*Prompt a*. Edit the passage below about leaving Iceland by writing out everything from "On Sunday morning" down to "before 10:00 am." with "hostel" changed to "guesthouse".

Leaving Iceland

On Sunday morning I woke up in a hostel in Grundarfjödur, a small coastal village on the western peninsula of Snaefelsnes.  By 6:19 I was on the road, driving towards Reykjavik.  Speeding along at 100 kilometers per hour, I passed through wild places I had no time to photograph.  Ironically, I was listening to an audio book called Out of the Labyrinth, yet I missed a crucial turn and lost half an hour amidst strange, outlandish Icelandic place names.   Stykkishólmur  Buðardalur.  Akureyri.  Borgarnes.  Finally I found the right road and followed it for the next two h0urs.  Passing Reykjavik again, having no time to explore the capital, no time to look for that Icelandic chess variant, Vikingaskák, which I was hoping to find.  No time to browse woolens.  No time anymore.  I had to get the rental car turned in before 10:00 am.

I arrived at Keflavik airport before ten, which was actually a little early, turned in the rental car, and walked my bicycle over to the tiny airport.     There I had some difficulty getting the pedals off, and asked another cyclist to help me.  He and his young son were turning their bicylcles into the Odd-Size-Baggage area, and their bikes were pedalless, so I assumed he could assist.  He did so, and with little effort we had my pedals off.  I thanked him, put my bike into its enormous plastic bag, secured the excess with a zip-tie and left the bike to check in and get my boarding pass.  After this, I labeled the bike with the airline sticker and left it in the hands of the airline crew.  It was perhaps 11:30.  My flight would leave at 5:20.  So now I had time, but was necessarily restricted to staying in the airport.  I found something to eat, spent whatever Icelandic kronur I had remaining on small gifts, bought one last beer, and settled into a couch to hammer out the last few entries which you have already finished reading.  Somewhere around 4:20 I headed over to my gate and awaited our boarding time.

*Excerpted records*.
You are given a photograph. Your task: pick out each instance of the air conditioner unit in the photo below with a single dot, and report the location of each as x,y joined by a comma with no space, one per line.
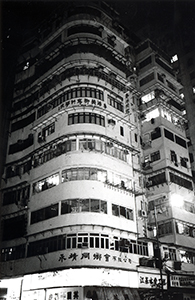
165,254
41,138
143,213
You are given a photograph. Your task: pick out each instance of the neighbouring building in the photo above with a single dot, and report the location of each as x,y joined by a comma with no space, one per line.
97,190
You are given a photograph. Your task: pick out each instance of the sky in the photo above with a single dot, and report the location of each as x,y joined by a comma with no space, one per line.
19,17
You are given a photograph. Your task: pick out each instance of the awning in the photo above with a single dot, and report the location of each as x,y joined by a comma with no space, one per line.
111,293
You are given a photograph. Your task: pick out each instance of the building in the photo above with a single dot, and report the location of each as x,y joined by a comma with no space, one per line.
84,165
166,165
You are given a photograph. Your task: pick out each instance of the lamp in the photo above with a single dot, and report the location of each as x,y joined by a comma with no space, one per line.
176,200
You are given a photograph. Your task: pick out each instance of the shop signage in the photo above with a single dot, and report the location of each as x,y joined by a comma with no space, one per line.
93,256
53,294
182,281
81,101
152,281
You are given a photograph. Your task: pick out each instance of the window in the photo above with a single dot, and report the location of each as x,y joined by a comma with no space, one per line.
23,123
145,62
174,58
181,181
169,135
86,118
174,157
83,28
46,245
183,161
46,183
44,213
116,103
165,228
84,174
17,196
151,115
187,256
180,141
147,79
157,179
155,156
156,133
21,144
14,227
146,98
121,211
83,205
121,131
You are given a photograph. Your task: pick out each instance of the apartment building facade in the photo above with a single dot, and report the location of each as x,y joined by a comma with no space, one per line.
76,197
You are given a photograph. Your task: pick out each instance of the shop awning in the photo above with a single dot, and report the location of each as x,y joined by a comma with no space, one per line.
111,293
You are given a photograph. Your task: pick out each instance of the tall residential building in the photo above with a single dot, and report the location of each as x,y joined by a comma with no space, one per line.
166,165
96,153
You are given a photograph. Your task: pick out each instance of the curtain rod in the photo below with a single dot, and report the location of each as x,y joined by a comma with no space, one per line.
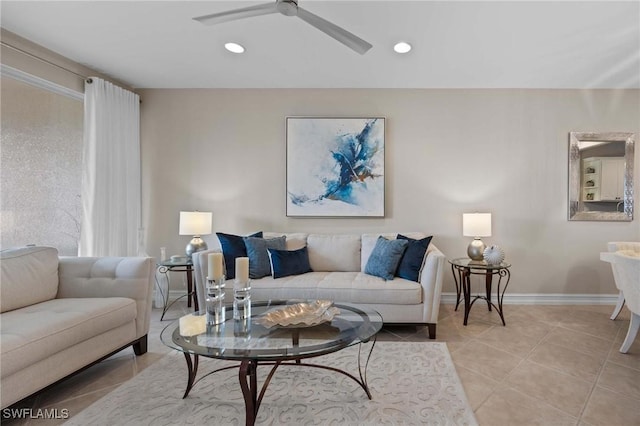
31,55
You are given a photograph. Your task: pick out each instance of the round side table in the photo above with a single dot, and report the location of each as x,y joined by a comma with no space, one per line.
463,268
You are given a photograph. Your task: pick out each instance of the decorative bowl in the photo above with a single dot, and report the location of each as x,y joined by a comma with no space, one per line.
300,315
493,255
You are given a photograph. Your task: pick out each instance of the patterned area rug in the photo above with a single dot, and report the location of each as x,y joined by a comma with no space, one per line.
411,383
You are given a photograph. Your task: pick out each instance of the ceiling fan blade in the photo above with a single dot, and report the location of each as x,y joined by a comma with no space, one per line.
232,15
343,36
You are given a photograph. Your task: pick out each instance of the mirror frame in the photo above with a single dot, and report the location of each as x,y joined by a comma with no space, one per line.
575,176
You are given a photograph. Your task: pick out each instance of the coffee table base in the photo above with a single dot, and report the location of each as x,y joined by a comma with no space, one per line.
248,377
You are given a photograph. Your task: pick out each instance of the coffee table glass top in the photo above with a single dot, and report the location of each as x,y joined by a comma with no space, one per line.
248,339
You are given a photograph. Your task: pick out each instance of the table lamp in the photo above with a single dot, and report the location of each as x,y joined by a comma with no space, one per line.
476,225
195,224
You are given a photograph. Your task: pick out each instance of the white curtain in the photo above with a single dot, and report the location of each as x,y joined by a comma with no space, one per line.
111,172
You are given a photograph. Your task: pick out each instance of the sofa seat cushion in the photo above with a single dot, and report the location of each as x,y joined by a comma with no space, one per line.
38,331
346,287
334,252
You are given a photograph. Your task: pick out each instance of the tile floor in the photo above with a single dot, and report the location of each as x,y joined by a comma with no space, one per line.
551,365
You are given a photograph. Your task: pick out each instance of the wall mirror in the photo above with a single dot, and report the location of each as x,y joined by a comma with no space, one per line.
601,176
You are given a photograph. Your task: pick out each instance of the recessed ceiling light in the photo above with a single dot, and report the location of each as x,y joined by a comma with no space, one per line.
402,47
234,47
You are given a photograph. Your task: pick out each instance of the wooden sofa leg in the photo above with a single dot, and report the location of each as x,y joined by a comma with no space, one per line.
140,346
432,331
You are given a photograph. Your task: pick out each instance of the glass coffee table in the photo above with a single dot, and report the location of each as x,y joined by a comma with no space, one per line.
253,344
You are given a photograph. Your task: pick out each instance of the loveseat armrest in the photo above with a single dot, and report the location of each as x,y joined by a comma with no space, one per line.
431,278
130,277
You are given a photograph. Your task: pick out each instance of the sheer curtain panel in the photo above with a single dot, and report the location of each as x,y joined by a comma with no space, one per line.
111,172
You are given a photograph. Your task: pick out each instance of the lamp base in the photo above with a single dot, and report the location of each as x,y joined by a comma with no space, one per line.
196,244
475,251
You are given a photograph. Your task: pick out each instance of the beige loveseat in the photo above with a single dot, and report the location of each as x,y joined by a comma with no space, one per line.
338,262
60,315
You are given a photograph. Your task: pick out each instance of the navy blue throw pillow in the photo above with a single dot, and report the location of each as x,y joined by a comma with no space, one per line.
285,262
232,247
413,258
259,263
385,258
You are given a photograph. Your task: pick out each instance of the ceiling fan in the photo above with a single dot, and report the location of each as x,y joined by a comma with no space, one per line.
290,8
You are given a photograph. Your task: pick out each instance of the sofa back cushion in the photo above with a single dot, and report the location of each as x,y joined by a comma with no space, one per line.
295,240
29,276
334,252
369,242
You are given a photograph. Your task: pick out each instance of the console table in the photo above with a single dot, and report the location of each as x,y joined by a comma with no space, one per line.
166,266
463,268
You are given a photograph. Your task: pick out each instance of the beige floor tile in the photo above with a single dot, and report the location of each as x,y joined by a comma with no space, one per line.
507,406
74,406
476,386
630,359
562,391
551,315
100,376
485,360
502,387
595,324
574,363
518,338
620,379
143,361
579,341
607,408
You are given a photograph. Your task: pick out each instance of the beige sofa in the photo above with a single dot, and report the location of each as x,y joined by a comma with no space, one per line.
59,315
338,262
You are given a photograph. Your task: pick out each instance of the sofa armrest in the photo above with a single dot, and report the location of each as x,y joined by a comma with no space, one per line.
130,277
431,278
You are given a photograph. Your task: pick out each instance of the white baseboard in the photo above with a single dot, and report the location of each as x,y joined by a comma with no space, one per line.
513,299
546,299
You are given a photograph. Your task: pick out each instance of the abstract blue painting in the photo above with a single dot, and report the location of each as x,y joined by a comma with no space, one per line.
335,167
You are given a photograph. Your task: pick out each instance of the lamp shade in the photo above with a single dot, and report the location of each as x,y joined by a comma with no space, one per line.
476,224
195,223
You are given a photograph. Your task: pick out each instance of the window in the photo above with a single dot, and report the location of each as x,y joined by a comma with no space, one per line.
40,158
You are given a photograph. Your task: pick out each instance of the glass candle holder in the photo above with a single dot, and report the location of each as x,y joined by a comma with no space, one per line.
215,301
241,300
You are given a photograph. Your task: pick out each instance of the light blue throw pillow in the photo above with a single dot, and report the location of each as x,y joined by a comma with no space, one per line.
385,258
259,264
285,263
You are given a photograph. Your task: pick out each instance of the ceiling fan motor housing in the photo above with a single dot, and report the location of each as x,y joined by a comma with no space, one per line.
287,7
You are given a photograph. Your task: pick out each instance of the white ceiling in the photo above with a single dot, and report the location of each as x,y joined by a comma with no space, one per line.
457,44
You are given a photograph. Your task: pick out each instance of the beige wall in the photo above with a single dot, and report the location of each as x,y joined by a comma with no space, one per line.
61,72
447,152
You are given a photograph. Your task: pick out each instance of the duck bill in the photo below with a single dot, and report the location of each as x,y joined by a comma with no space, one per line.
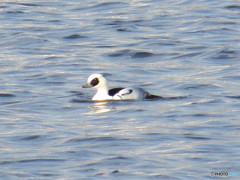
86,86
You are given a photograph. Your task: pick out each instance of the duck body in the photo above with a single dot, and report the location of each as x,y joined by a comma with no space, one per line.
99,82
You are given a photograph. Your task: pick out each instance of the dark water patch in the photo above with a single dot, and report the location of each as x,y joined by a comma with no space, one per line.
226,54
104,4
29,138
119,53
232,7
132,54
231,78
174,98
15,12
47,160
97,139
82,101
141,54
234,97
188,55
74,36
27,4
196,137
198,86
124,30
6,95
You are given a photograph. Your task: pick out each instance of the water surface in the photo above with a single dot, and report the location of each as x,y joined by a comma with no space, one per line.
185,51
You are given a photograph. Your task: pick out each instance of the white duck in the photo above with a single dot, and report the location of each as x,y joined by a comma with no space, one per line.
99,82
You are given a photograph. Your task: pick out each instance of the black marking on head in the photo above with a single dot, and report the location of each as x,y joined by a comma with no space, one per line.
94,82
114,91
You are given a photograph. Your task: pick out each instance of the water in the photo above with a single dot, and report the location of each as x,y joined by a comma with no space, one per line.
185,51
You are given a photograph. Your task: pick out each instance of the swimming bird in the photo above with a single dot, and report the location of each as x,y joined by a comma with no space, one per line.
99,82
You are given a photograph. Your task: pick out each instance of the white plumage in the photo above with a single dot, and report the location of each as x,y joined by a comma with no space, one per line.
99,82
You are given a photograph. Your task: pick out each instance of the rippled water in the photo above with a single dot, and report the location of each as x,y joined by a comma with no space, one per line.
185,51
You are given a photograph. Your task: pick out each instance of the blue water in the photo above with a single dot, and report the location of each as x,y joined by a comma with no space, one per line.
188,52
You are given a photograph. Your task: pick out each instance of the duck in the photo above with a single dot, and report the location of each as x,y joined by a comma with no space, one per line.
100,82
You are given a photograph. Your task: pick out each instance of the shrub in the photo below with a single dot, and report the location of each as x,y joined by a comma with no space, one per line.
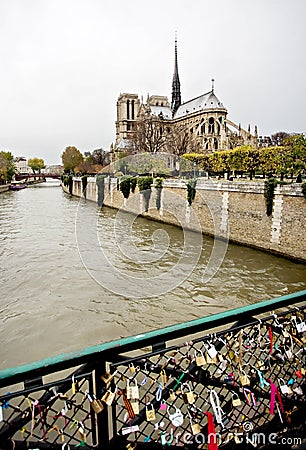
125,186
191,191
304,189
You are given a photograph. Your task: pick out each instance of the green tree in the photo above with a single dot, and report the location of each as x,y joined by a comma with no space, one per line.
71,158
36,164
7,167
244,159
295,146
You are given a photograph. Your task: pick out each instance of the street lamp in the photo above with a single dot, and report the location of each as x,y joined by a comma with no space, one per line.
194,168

*Prompt b*. Pull out every line of the listing above that includes the word "pillow".

*Worked answer a*.
On Sunday morning I woke up in a guesthouse in Grundarfjödur, a small coastal village on the western peninsula of Snaefelsnes.  By 6:19 I was on the road, driving towards Reykjavik.  Speeding along at 100 kilometers per hour, I passed through wild places I had no time to photograph.  Ironically, I was listening to an audio book called Out of the Labyrinth, yet I missed a crucial turn and lost half an hour amidst strange, outlandish Icelandic place names.   Stykkishólmur  Buðardalur.  Akureyri.  Borgarnes.  Finally I found the right road and followed it for the next two h0urs.  Passing Reykjavik again, having no time to explore the capital, no time to look for that Icelandic chess variant, Vikingaskák, which I was hoping to find.  No time to browse woolens.  No time anymore.  I had to get the rental car turned in before 10:00 am.

*Worked answer b*.
You are given a photograph. Your task: pick out each instance of the navy blue throw pillow in the photo above with a single dot, and report the location of each as x,y joined by a comma with no space, one per line.
You are given a photograph. Your task: pick out each instance of the light blue throw pillow in the photo above with a single dot, and report the location of each as x,y joined by a comma with no space, one per line.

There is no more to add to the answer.